(Spatial localization data)
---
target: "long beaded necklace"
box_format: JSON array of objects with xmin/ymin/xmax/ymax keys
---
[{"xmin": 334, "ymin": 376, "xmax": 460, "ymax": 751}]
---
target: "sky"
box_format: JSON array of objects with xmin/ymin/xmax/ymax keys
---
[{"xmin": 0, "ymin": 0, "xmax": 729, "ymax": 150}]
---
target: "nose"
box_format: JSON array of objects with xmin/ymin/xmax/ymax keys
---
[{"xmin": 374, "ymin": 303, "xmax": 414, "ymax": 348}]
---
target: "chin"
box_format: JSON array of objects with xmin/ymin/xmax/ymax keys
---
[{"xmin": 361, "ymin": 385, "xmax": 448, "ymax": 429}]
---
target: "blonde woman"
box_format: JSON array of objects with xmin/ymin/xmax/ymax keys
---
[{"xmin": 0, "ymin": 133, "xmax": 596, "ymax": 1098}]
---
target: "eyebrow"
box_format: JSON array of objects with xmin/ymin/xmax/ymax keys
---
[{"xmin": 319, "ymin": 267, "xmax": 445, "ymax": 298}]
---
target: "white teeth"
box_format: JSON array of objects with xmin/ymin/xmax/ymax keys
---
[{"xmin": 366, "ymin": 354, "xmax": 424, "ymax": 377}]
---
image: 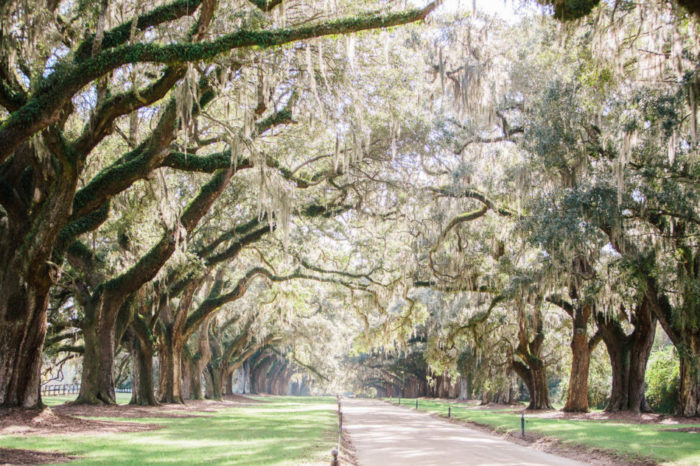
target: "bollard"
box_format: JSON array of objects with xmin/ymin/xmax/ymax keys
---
[
  {"xmin": 415, "ymin": 399, "xmax": 418, "ymax": 409},
  {"xmin": 521, "ymin": 413, "xmax": 525, "ymax": 438},
  {"xmin": 330, "ymin": 448, "xmax": 339, "ymax": 466},
  {"xmin": 448, "ymin": 406, "xmax": 451, "ymax": 418}
]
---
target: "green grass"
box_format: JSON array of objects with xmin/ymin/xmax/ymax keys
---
[
  {"xmin": 1, "ymin": 396, "xmax": 338, "ymax": 465},
  {"xmin": 389, "ymin": 398, "xmax": 700, "ymax": 465}
]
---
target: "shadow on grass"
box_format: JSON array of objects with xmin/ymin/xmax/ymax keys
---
[
  {"xmin": 391, "ymin": 398, "xmax": 700, "ymax": 465},
  {"xmin": 0, "ymin": 397, "xmax": 338, "ymax": 465}
]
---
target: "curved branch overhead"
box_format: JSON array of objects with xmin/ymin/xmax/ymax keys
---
[{"xmin": 0, "ymin": 3, "xmax": 437, "ymax": 163}]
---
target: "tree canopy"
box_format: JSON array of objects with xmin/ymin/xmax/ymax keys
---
[{"xmin": 1, "ymin": 0, "xmax": 698, "ymax": 417}]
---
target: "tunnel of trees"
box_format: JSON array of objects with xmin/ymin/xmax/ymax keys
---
[{"xmin": 0, "ymin": 0, "xmax": 698, "ymax": 418}]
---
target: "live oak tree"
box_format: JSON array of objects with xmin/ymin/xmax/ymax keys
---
[
  {"xmin": 0, "ymin": 0, "xmax": 437, "ymax": 407},
  {"xmin": 5, "ymin": 0, "xmax": 698, "ymax": 415},
  {"xmin": 345, "ymin": 1, "xmax": 697, "ymax": 415}
]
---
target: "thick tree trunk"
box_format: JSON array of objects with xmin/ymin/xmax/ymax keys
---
[
  {"xmin": 563, "ymin": 303, "xmax": 599, "ymax": 413},
  {"xmin": 251, "ymin": 357, "xmax": 273, "ymax": 394},
  {"xmin": 129, "ymin": 333, "xmax": 157, "ymax": 406},
  {"xmin": 597, "ymin": 300, "xmax": 655, "ymax": 413},
  {"xmin": 628, "ymin": 310, "xmax": 655, "ymax": 413},
  {"xmin": 158, "ymin": 337, "xmax": 184, "ymax": 404},
  {"xmin": 0, "ymin": 141, "xmax": 79, "ymax": 408},
  {"xmin": 181, "ymin": 353, "xmax": 203, "ymax": 400},
  {"xmin": 0, "ymin": 273, "xmax": 49, "ymax": 408},
  {"xmin": 677, "ymin": 333, "xmax": 700, "ymax": 417},
  {"xmin": 77, "ymin": 314, "xmax": 117, "ymax": 404},
  {"xmin": 223, "ymin": 372, "xmax": 233, "ymax": 396},
  {"xmin": 459, "ymin": 376, "xmax": 471, "ymax": 400},
  {"xmin": 181, "ymin": 356, "xmax": 193, "ymax": 401},
  {"xmin": 529, "ymin": 364, "xmax": 551, "ymax": 409},
  {"xmin": 512, "ymin": 305, "xmax": 551, "ymax": 410},
  {"xmin": 513, "ymin": 358, "xmax": 551, "ymax": 409},
  {"xmin": 564, "ymin": 327, "xmax": 591, "ymax": 412},
  {"xmin": 187, "ymin": 319, "xmax": 212, "ymax": 400},
  {"xmin": 77, "ymin": 294, "xmax": 134, "ymax": 405},
  {"xmin": 205, "ymin": 364, "xmax": 222, "ymax": 400}
]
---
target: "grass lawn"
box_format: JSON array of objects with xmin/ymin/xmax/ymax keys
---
[
  {"xmin": 1, "ymin": 396, "xmax": 338, "ymax": 465},
  {"xmin": 389, "ymin": 398, "xmax": 700, "ymax": 465}
]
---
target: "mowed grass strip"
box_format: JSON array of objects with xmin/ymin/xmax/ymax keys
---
[
  {"xmin": 389, "ymin": 398, "xmax": 700, "ymax": 465},
  {"xmin": 1, "ymin": 396, "xmax": 337, "ymax": 465}
]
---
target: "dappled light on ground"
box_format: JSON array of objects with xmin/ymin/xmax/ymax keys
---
[
  {"xmin": 0, "ymin": 396, "xmax": 337, "ymax": 465},
  {"xmin": 343, "ymin": 399, "xmax": 584, "ymax": 465}
]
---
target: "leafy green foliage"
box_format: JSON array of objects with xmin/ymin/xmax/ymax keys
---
[{"xmin": 646, "ymin": 345, "xmax": 680, "ymax": 414}]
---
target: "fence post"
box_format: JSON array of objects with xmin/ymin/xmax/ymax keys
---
[
  {"xmin": 448, "ymin": 406, "xmax": 451, "ymax": 418},
  {"xmin": 332, "ymin": 395, "xmax": 342, "ymax": 466},
  {"xmin": 521, "ymin": 413, "xmax": 525, "ymax": 438}
]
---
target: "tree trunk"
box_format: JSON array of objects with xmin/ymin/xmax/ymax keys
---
[
  {"xmin": 0, "ymin": 142, "xmax": 79, "ymax": 409},
  {"xmin": 677, "ymin": 333, "xmax": 700, "ymax": 417},
  {"xmin": 223, "ymin": 372, "xmax": 233, "ymax": 396},
  {"xmin": 130, "ymin": 334, "xmax": 157, "ymax": 406},
  {"xmin": 77, "ymin": 313, "xmax": 117, "ymax": 404},
  {"xmin": 0, "ymin": 273, "xmax": 49, "ymax": 408},
  {"xmin": 529, "ymin": 363, "xmax": 551, "ymax": 409},
  {"xmin": 182, "ymin": 353, "xmax": 203, "ymax": 400},
  {"xmin": 597, "ymin": 299, "xmax": 655, "ymax": 413},
  {"xmin": 77, "ymin": 294, "xmax": 134, "ymax": 405},
  {"xmin": 564, "ymin": 328, "xmax": 591, "ymax": 412},
  {"xmin": 158, "ymin": 337, "xmax": 184, "ymax": 404},
  {"xmin": 563, "ymin": 304, "xmax": 597, "ymax": 412},
  {"xmin": 511, "ymin": 304, "xmax": 551, "ymax": 410},
  {"xmin": 181, "ymin": 356, "xmax": 193, "ymax": 401},
  {"xmin": 459, "ymin": 376, "xmax": 471, "ymax": 400},
  {"xmin": 205, "ymin": 364, "xmax": 222, "ymax": 400},
  {"xmin": 187, "ymin": 318, "xmax": 212, "ymax": 400},
  {"xmin": 514, "ymin": 359, "xmax": 551, "ymax": 410}
]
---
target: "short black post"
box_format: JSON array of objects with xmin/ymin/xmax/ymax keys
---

◆ WHAT YOU WILL DO
Look over the entries above and say how many lines contain "trunk"; give only the number.

◆ FINISHED EXERCISE
2